* 本文抜粋 *
--------------------------------

「人気し過ぎです」「完全に僕のミスです」──6月の川田語録の真相に迫る! (前編)【月刊 川田将雅】

2022年06月16日(木) 18:02

“VOICE”

▲川田騎手のコメントに隠されたメッセージを探る(撮影:桂伸也)

人気の馬で負けた際、非難される対象のほとんどは乗っていた騎手。だからこそ多くのファンがその騎手のコメントに注目しています。そんなレース後のコメントで今月、川田騎手は同じ1番人気で負けた2つのレースについて全く違った言葉を発しました。

 前編ではその2つのコメントに焦点を当てます。人気を背負って負けると非難されるのは自分であると自覚しつつも、人気を作る側の競馬記者らにも「もう少し責任感を持ってほしい」と話した川田騎手。この言葉の真意には、そのレースを取り巻く様々な事柄への想いが込められていました。

そして次回の後編では、川田騎手が多用する「精一杯の走りをしてくれています」「無事に終わって何よりです」の本当の意味に迫ります!

--------------------------------

* 作業一覧 *
**1.** 川田騎手の記事にある「人気の馬で負けた際、非難される対象のほとんどは乗っていた騎手。」という一文を英語に訳してください。
**2.** 川田騎手の記事から、「2022年06月16日(木) 18:02」を含む箇所で始め、「す」の本当の意味に迫ります!」の後で終わる部分を一字一句そのまま書き写してください。

--------------------------------

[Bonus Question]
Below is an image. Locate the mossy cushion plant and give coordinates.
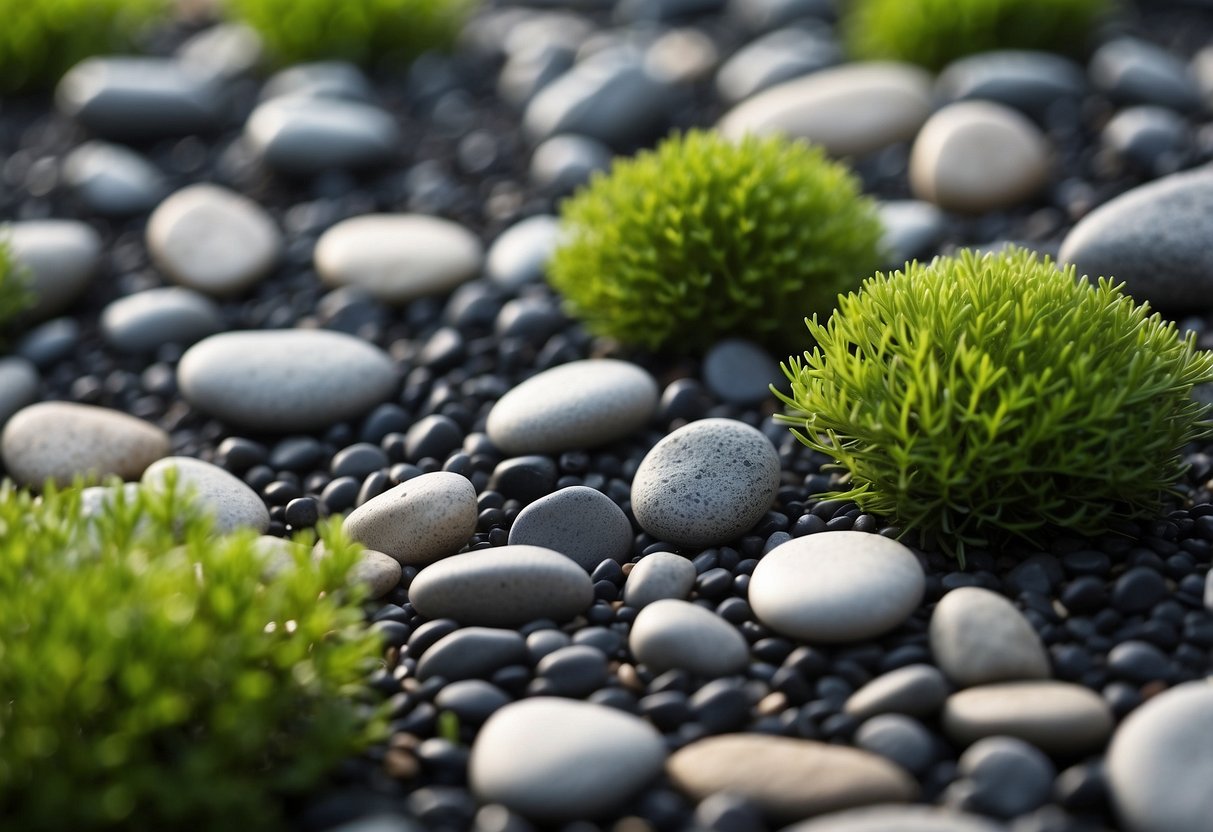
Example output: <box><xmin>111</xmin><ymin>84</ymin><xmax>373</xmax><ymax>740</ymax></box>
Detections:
<box><xmin>776</xmin><ymin>249</ymin><xmax>1213</xmax><ymax>558</ymax></box>
<box><xmin>0</xmin><ymin>0</ymin><xmax>171</xmax><ymax>93</ymax></box>
<box><xmin>548</xmin><ymin>131</ymin><xmax>882</xmax><ymax>352</ymax></box>
<box><xmin>0</xmin><ymin>484</ymin><xmax>381</xmax><ymax>831</ymax></box>
<box><xmin>842</xmin><ymin>0</ymin><xmax>1112</xmax><ymax>69</ymax></box>
<box><xmin>226</xmin><ymin>0</ymin><xmax>478</xmax><ymax>65</ymax></box>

--------------------------------

* 提示済みの回答 *
**1.** When a favored horse loses, the one who receives most of the criticism is the jockey who rode it.

**2.**
2022年06月16日(木) 18:02

“VOICE”

▲川田騎手のコメントに隠されたメッセージを探る(撮影:桂伸也)

人気の馬で負けた際、非難される対象のほとんどは乗っていた騎手。だからこそ多くのファンがその騎手のコメントに注目しています。そんなレース後のコメントで今月、川田騎手は同じ1番人気で負けた2つのレースについて全く違った言葉を発しました。

 前編ではその2つのコメントに焦点を当てます。人気を背負って負けると非難されるのは自分であると自覚しつつも、人気を作る側の競馬記者らにも「もう少し責任感を持ってほしい」と話した川田騎手。この言葉の真意には、そのレースを取り巻く様々な事柄への想いが込められていました。

そして次回の後編では、川田騎手が多用する「精一杯の走りをしてくれています」「無事に終わって何よりです」の本当の意味に迫ります!